Records from a collection:
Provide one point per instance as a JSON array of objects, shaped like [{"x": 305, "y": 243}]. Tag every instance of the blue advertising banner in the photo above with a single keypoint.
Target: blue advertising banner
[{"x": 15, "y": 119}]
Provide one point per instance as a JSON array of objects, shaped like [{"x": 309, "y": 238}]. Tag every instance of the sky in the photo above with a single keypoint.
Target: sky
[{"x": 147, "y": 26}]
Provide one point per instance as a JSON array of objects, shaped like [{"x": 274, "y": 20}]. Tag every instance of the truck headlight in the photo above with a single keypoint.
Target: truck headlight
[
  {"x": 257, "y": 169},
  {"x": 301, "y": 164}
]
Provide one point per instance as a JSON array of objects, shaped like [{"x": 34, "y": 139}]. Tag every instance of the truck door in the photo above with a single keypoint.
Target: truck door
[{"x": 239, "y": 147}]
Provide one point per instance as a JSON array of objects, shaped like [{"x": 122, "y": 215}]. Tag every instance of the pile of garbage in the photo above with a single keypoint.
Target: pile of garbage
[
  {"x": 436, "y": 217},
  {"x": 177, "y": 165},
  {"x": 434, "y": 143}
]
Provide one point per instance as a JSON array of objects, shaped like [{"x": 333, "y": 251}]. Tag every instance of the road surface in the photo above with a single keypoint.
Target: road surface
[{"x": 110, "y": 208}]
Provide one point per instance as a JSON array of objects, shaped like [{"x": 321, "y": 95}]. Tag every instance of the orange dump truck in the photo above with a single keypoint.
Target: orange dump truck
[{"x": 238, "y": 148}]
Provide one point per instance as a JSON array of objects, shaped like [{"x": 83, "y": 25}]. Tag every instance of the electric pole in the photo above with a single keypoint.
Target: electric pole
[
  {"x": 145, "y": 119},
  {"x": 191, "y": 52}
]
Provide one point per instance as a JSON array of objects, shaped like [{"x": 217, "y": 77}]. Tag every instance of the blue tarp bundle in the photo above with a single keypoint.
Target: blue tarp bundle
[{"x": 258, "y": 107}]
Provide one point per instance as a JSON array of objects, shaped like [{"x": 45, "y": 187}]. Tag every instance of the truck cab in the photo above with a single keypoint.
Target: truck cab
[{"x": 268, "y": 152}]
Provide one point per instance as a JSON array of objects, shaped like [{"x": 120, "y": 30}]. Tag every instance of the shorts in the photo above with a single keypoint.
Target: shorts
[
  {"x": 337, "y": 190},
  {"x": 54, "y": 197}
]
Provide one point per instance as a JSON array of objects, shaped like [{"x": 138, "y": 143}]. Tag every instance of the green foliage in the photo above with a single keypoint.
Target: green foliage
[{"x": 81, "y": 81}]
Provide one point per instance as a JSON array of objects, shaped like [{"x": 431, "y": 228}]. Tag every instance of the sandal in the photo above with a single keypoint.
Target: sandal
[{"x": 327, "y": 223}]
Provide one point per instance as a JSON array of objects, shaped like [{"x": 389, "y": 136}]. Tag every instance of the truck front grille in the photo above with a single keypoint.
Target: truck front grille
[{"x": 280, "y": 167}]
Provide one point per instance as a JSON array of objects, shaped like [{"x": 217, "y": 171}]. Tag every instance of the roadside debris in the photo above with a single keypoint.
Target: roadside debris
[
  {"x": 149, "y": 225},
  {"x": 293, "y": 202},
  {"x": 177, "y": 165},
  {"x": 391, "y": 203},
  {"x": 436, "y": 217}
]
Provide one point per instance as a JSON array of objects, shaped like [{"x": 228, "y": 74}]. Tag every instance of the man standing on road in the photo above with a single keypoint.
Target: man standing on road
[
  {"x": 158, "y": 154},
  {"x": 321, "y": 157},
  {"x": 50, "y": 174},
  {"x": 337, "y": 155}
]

Task details: Without altering a single character, write out every record above.

Solved problem:
Provide one point per instance as a JSON array of objects, shaped like [{"x": 305, "y": 243}]. Tag every instance of the blue advertising banner in the photo above with a single keypoint.
Target: blue advertising banner
[{"x": 15, "y": 119}]
Provide one point per instance as a JSON array of objects, shaped like [{"x": 309, "y": 238}]. Tag every instance of the sky in the photo above with a single keypoint.
Target: sky
[{"x": 147, "y": 26}]
Provide one point per instance as a JSON array of objects, shaped like [{"x": 274, "y": 20}]. Tag every instance of the truck headlight in the photo above with a single keypoint.
Target: truck headlight
[
  {"x": 257, "y": 169},
  {"x": 301, "y": 164}
]
Provide one point per instance as a JSON array of objects, shaped like [{"x": 34, "y": 139}]. Tag every instance of the truck door in the photo above with a single keypoint.
Target: truck door
[{"x": 239, "y": 147}]
Provide one point per instance as a JSON array of objects, shaped like [{"x": 122, "y": 215}]. Tag every instance of the pile of garbage in the photo above with a single keypoint.
Target: pile of garbage
[
  {"x": 436, "y": 217},
  {"x": 177, "y": 165},
  {"x": 434, "y": 143}
]
Provide one point per instance as a JSON array of objects, shaped like [{"x": 333, "y": 251}]. Tag every instance of the road surface in the photo above with a single keypoint.
Target: road surface
[{"x": 110, "y": 208}]
Provide one point per instance as a JSON array of objects, shaped like [{"x": 321, "y": 95}]. Tag every instance of the orange dump truck in the photo above with a single keypoint.
Target: orange dump truck
[{"x": 238, "y": 148}]
Provide one point per instance as a JSON array of objects, shaped like [{"x": 83, "y": 25}]. Tag every instance of the electric pole in the photo above with a single keypoint.
Target: electric pole
[
  {"x": 145, "y": 119},
  {"x": 191, "y": 52}
]
Provide one point per instance as a JSON array of objects, shaped like [{"x": 217, "y": 77}]. Tag every instance of the blue tarp bundle in the photo above with a single keypoint.
Target: blue tarp bundle
[{"x": 258, "y": 107}]
Provide one point per instance as a JSON array of objects, shaped like [{"x": 45, "y": 187}]. Tag every instance of the truck cab in the photo above with a single keypoint.
Target: truck cab
[{"x": 268, "y": 152}]
Provide one point per instance as a JSON array of objects, shaped like [{"x": 120, "y": 30}]. Tag every instance of the shorts in the photo above with a single keypoint.
Target: shorts
[
  {"x": 337, "y": 190},
  {"x": 54, "y": 197}
]
Provide one point per instance as a JSON array of objects, shaped like [{"x": 138, "y": 143}]. Tag every instance of the green foliage in the photo above with a single keypoint.
Target: green foliage
[{"x": 81, "y": 81}]
Provide one point per instance as a JSON array of objects, shaped like [{"x": 431, "y": 228}]. Tag every instance of the sandal in the photo above with a single keypoint.
Target: sandal
[{"x": 327, "y": 223}]
Provide one point per instance as a JSON array of objects, shaped like [{"x": 389, "y": 136}]. Tag every instance of the truck front grille in the photo above with a single keypoint.
Target: truck front grille
[{"x": 280, "y": 167}]
Provide one point per instance as a JSON array of objects, shaped like [{"x": 217, "y": 171}]. Tag every instance of the roadside debris in the photo above with a single keypoint.
Target: roadside debris
[
  {"x": 149, "y": 225},
  {"x": 293, "y": 202},
  {"x": 177, "y": 165},
  {"x": 391, "y": 203},
  {"x": 436, "y": 217}
]
Provide one point per instance as a JSON array of objects, shaped like [{"x": 228, "y": 74}]. Tag every instance of the man standing on road in the photo above with a single keypoint.
Target: man standing on road
[
  {"x": 158, "y": 154},
  {"x": 321, "y": 157},
  {"x": 50, "y": 174},
  {"x": 337, "y": 155}
]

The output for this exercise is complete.